Switch "front grille" to "radiator grille" in the rows from the line holding "Greenhouse-scouting request: tag the grass" through the end of the rows, inclusive, and give back only those lines with nothing else altered.

INPUT DATA:

▼

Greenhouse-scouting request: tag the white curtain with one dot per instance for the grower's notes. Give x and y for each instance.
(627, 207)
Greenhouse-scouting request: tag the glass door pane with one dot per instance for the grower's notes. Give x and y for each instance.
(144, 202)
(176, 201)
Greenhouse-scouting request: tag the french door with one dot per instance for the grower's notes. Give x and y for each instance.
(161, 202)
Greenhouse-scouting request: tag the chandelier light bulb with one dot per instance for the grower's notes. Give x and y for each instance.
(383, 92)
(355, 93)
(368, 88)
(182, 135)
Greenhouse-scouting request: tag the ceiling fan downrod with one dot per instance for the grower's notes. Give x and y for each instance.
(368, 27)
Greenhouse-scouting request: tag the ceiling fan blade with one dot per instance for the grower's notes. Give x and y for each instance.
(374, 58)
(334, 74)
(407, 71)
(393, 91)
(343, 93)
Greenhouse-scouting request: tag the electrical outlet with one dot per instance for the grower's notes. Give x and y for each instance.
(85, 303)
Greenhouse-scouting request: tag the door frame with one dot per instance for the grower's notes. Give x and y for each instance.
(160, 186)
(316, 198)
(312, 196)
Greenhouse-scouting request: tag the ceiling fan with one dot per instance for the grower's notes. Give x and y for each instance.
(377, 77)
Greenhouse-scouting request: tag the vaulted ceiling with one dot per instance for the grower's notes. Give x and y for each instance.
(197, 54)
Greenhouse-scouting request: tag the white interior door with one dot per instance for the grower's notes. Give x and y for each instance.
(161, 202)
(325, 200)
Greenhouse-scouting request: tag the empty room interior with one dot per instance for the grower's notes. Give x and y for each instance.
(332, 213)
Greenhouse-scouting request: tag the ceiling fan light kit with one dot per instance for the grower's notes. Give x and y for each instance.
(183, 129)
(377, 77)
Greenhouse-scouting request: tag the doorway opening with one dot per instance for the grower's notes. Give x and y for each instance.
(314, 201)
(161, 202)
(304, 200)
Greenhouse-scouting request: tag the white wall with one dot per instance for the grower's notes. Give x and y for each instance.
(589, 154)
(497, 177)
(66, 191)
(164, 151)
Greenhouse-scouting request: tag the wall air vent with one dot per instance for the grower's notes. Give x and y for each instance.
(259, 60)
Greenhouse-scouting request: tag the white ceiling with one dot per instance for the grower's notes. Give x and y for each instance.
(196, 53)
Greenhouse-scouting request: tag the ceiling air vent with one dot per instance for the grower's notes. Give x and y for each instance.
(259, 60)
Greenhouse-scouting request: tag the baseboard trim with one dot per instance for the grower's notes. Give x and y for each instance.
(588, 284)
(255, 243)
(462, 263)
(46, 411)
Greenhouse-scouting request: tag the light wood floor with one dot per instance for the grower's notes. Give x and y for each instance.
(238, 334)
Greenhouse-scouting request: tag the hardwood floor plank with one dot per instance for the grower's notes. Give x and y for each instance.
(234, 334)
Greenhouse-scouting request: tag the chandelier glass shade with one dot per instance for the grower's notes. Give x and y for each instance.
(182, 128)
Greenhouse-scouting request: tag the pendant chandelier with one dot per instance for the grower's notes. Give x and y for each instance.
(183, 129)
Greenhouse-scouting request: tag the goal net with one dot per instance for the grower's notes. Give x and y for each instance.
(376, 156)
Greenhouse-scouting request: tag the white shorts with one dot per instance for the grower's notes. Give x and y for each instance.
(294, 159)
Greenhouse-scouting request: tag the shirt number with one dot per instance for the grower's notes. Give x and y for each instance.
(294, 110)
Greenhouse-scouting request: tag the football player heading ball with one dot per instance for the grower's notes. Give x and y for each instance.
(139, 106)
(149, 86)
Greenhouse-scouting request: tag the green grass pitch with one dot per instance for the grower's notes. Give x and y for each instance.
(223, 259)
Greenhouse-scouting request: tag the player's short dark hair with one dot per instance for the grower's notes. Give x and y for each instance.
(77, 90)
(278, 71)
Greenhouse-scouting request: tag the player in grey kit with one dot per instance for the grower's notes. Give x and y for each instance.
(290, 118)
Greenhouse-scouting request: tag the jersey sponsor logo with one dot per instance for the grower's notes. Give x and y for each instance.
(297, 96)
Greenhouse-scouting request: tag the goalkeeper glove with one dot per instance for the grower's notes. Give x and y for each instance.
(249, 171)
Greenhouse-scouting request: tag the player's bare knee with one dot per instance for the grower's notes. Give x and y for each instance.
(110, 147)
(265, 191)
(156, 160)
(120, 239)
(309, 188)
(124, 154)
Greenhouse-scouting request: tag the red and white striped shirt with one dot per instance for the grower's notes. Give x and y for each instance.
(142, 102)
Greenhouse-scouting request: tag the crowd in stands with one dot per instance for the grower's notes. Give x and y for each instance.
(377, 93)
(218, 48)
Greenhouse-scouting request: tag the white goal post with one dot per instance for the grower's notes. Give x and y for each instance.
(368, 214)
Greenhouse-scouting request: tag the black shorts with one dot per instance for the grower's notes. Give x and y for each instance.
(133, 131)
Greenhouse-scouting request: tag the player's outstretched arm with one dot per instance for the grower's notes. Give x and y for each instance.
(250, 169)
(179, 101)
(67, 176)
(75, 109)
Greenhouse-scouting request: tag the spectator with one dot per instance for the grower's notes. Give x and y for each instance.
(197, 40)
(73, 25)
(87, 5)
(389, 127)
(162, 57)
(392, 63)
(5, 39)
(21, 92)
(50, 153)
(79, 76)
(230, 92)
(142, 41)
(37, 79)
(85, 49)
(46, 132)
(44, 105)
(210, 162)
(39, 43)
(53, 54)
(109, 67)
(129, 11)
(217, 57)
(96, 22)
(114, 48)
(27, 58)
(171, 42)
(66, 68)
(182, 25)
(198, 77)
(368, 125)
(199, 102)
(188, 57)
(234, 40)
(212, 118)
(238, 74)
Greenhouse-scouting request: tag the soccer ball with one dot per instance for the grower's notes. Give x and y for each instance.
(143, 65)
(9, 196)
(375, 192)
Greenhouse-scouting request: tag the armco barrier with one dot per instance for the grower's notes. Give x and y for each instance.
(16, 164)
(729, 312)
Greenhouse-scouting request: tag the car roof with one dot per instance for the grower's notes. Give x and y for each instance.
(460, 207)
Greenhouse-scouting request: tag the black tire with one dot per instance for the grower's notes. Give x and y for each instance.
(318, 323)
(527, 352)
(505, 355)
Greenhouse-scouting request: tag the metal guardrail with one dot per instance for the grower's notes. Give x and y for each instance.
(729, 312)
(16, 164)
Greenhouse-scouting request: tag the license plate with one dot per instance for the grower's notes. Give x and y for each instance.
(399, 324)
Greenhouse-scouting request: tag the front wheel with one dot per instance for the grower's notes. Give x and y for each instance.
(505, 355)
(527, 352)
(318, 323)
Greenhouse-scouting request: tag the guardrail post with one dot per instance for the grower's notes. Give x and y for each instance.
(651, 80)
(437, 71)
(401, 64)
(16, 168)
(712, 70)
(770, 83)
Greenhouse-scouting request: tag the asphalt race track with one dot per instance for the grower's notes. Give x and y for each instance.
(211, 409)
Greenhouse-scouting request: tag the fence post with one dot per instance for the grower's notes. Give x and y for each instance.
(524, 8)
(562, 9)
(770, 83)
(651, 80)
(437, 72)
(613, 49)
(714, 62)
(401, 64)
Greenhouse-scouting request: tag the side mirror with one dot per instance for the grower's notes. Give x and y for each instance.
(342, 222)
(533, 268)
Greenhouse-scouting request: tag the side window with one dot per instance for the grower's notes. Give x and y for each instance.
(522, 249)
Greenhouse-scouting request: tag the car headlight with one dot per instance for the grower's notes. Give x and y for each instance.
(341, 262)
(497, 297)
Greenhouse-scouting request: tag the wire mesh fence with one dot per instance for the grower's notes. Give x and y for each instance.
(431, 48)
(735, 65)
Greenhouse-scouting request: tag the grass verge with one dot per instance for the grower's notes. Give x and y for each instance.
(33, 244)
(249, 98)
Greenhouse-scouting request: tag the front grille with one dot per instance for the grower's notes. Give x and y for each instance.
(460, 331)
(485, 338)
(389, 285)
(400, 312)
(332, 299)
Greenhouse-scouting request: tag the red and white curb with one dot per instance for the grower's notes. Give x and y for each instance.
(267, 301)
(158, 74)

▲

TASK SOLUTION:
Greenhouse-scouting request: tag the grass verge with one dot per instance for the grower's notes. Give x and y for each instance.
(33, 244)
(249, 98)
Greenhouse-scouting request: tag the radiator grille with one dot per instance for the grower's notes. Give x and y for each instance.
(460, 331)
(485, 338)
(389, 285)
(400, 312)
(332, 299)
Greenhouse-scouting request: tag the red and white curb with one dot per instance for the grower's notes. Give x and y for each instance.
(267, 301)
(158, 74)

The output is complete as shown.